◆ **Your assignment**:
Repeat the records below verbatim.

Material for this exercise section start

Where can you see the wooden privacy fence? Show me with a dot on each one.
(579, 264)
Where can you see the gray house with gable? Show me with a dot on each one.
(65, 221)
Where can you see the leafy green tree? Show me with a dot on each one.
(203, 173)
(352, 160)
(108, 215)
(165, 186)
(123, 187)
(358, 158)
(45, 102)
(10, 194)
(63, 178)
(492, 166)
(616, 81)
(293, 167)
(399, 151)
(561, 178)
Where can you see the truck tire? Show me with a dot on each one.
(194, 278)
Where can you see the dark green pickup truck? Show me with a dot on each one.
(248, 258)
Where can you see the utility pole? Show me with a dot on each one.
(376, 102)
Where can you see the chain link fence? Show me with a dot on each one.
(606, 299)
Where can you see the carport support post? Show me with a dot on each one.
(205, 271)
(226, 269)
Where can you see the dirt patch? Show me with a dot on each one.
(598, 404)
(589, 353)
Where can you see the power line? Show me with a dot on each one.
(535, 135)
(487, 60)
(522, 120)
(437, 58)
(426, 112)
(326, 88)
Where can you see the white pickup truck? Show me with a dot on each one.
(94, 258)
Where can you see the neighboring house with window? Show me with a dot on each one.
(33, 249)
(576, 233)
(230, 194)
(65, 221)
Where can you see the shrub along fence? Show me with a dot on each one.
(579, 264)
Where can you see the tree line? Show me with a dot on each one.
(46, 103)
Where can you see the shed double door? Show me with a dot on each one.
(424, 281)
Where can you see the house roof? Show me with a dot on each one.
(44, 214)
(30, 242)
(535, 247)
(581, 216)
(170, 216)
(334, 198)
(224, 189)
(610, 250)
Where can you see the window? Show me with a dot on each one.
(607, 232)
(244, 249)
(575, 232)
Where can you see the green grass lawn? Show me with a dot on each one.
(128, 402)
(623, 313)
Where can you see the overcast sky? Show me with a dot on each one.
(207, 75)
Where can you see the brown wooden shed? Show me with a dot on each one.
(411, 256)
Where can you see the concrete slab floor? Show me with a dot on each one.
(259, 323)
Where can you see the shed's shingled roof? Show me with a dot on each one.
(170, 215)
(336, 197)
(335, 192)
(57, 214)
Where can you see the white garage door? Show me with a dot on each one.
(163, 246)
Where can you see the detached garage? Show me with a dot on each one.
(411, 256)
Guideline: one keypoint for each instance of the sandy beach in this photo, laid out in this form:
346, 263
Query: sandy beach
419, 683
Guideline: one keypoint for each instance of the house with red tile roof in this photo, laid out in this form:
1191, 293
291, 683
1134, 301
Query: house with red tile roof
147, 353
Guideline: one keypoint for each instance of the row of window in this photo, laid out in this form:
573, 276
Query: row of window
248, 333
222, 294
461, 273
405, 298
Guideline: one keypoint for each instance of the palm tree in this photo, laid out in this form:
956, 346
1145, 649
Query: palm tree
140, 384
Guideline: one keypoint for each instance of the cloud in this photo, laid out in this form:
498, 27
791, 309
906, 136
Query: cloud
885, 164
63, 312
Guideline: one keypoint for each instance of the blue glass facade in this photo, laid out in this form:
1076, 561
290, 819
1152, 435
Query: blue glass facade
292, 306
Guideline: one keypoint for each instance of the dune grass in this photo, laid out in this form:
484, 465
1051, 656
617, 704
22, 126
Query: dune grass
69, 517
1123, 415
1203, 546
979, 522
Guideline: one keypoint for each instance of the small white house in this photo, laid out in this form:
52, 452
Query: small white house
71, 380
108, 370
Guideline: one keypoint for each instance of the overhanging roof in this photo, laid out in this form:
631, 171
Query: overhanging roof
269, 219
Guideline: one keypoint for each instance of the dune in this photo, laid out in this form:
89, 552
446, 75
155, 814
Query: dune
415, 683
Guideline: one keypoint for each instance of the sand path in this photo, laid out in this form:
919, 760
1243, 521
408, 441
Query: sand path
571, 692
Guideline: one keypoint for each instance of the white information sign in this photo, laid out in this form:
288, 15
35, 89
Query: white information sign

Material for this exercise section end

◆ **Exercise output**:
Where can you see the wooden privacy fence? Show me with a dot on each one.
(579, 264)
Where can you see the gray house with gable? Show me with a dot on each one.
(65, 221)
Where can you see the leafy green tree? Show me with a dot on each one.
(203, 173)
(352, 160)
(108, 215)
(165, 186)
(123, 187)
(358, 158)
(45, 102)
(10, 194)
(63, 178)
(492, 166)
(616, 81)
(293, 167)
(399, 151)
(561, 178)
Where can you see the truck tire? Show me with a dot on each one.
(194, 278)
Where can you see the dark green pickup truck? Show me with a dot on each one.
(248, 258)
Where can you see the utility pole? Show me with a dot on each one.
(376, 102)
Where can you see the chain link fence? Show me with a dot on each one.
(606, 299)
Where can you see the carport support post? Show me with a dot on each one.
(205, 271)
(226, 269)
Where can you see the dirt patch? Show me with a dot on each one.
(598, 404)
(589, 353)
Where can you see the power line? Show me with a dot on each one.
(535, 135)
(487, 60)
(522, 120)
(437, 58)
(426, 112)
(326, 88)
Where can you see the white pickup truck? Show me with a dot on each one.
(94, 258)
Where can you see the neighboring house with window? Show me with a dot on each one.
(33, 249)
(576, 233)
(230, 194)
(65, 221)
Where can you see the shrub along fence? Show me with a dot on each one.
(579, 264)
Where can you see the tree line? Show me with a dot on each one.
(46, 103)
Where can you see the shed double door? Show me with a dot on each one.
(424, 281)
Where can you see the house roof? Show me with a dot on each one.
(44, 214)
(30, 242)
(535, 247)
(581, 216)
(170, 216)
(334, 198)
(224, 189)
(610, 250)
Where can you see the window? Show me with a dot on each one.
(607, 232)
(244, 249)
(575, 232)
Where can you see the green grass lawn? Show me with a dot on each one.
(128, 402)
(623, 313)
Where can you see the overcast sky? Show me with a dot on each one.
(207, 75)
Where can you see the brown wooden shed? Show me with a dot on each one.
(411, 256)
Where can you see the concrete slab floor? Show me with a dot on each one.
(259, 323)
Where can you see the shed's shingled roof? Show me with a dot on each one.
(170, 215)
(336, 197)
(335, 192)
(57, 214)
Where can you see the white garage door? Show me with a dot on each one.
(163, 246)
Where can you see the detached garage? Show me with a dot on each one.
(411, 256)
Guideline: one keypoint for each instance of the sandy beach in this photo, laid out in this form:
346, 263
Query: sandy beach
419, 683
Guideline: one keypoint for each instance of the house with red tile roof in this photo, laid out in this form:
1191, 293
291, 683
1134, 301
Query: house with red tile roof
147, 353
Guideline: one keypoint for each instance of the row of window in this photo, laid out in this form:
573, 276
Query: row of window
248, 333
222, 294
461, 273
405, 298
Guideline: one keypoint for each instance of the palm tree in this photo, laid out in this form:
956, 346
1145, 649
Query: palm tree
140, 384
Guideline: one keypoint for each instance of the cloud in this photo, laid out in this form:
498, 27
791, 309
906, 136
Query: cloud
885, 164
63, 312
Guideline: one keypoint for each instance of the blue glass facade in this photo, laid out in this form:
1076, 561
290, 819
1152, 435
Query: blue glass facade
292, 306
Guideline: one keypoint for each instance of the dune grass in this photo, laid out in this form:
484, 465
1051, 656
617, 704
22, 126
Query: dune grass
69, 517
1123, 415
1203, 546
979, 522
Guideline: one keypoint for each instance of the small white house in this photo, laid out in this form:
52, 452
Query: small white house
71, 380
108, 370
Guideline: one keypoint for each instance of the overhanging roof in this photo, laid out in this form:
631, 171
Query: overhanging roof
269, 219
Guideline: one keypoint for each instance of the dune in this photo, laid out in this form:
89, 552
446, 75
155, 814
Query: dune
415, 683
Guideline: one keypoint for each instance of the sand path in this photo, laid out in this form:
919, 760
1243, 521
408, 441
Query: sand path
571, 692
Guideline: one keypoint for each instance of the white information sign in this photo, laid out in this form:
288, 15
35, 89
Query: white information sign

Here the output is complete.